---- Extract provided

We have the Sex and the City Night next Wednesday with people from all over the place, Cosmopolitans and only English spoken. Why don't you come along? The group is manageable, there will be some Americans etc, and the last time it was great fun without being too stressful - and we were all talking non stop. There were newbies there last week as well and they fit right in so don't be afraid.
A good way to meet Germans who speak good English would be to put a note up on the big noticeboard in Schellingstr.3 and to look for a language exchange partner - helps you improve your German if you want to and the other person to improve their English. Anybody doing English in college will already have tolerable English.
What are the things you would like to do? Post a thread with something specific, e.g. "on Wed afternoon I'd like to go to a swimming pool; where should I go and would someone like to come?" I guarantee you'll have loads of messages in no time, despite it being a Wed afternoon.
Last but not least, why don't you tell your fiance that you did him the favour of coming over here with him and stayed all that time and that in return you'd appreciate if he agreed to having the wedding in the U.S. That way your family would be there and you'd have your wedding somewhere you like. His friends might be more willing to travel; Germans generally are. And if necessary you could check the Internet for cheap flight suggestions as an extra incentive for his friends. Let's face it; he owes you that much!
Showem
Jul 7 2004, 4:52 pm
Okay, everyone has been very supportive and given you a lot of great ideas. One question: Have you told your fiance how unhappy you are here? I don't mean that you should moan to him every day about how your life sucks, but does he even have a clue you are unhappy? Maybe he can suggest some things too, or support you more.

--------
---- Record extracts

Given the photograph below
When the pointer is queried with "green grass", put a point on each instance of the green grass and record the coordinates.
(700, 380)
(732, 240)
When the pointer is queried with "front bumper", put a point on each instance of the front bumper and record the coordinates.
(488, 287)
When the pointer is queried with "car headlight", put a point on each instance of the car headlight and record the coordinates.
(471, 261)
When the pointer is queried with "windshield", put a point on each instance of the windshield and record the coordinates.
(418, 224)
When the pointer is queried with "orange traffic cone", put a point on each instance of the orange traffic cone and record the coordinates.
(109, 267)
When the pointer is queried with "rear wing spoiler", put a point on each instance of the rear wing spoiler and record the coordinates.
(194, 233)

--------

• **Required work**:
a – According to the forum excerpt, where could someone put up a note to look for a language exchange partner?
b – Please write what comes next in the forum excerpt, beginning after its final sentence.
Those lines are separate material and have nothing to do with the forum excerpt.

• **The responses**:
a – On the big noticeboard in Schellingstr. 3.

b –
3 Lions
Jul 7 2004, 4:53 pm
QUOTE
I for example am German but speak perfect English
I didnt know that until the BBQ the other day, I honestly thought you were Irish
Badger
Jul 7 2004, 4:58 pm
There you go
Grinner
Jul 7 2004, 5:34 pm
Conclusion...
When are we Meeting for Beers!!!
I suggest Saturday evening...
Location Must have a POOL table,
Not starting TOO early, as I tend to miss Sunday if I start Power drinking @ 20.00hrs
Anyone got any Ideas..?
Geoff
Badger
Jul 7 2004, 5:43 pm
keydeck started a thread about Sat night as he'll be in town that Saturday; see TT Meet-ups. Will be a (fairly) quiet one, insofar as it won't involve dancing. Location has not been decided yet. I myself don't know many places to play pool, only Schelling Salon on the corner of Schellingstr. / Barerstr. maybe that would do? But it's not a very nice place. Alternatively, if the weather is nice, how about Max-Immanuel-beergarden?
gideon
Jul 7 2004, 5:45 pm
@ grinner
a tip for you - try the schellingsalon, it got some of the best pool tables in schwabing, which are cared for regularly and you pay by the hour not the game; somebody should ring before hand and book a table or tables. staff are friendly, easy to reach, and unlike other pool halls its a relaxed mixed crowd (well actualy most are card playing old ausländer), but it's not a threatening atmosphere for ladies, ie they could go in alone without feeling scared.
EDIT:- badger was quicker...
Grinner
Jul 7 2004, 5:52 pm
I will just follow the Madding Crowd...
I dont want an early start, so I will catch up later..
TTFN
G
@ Badger... Whats ya done at your Knee?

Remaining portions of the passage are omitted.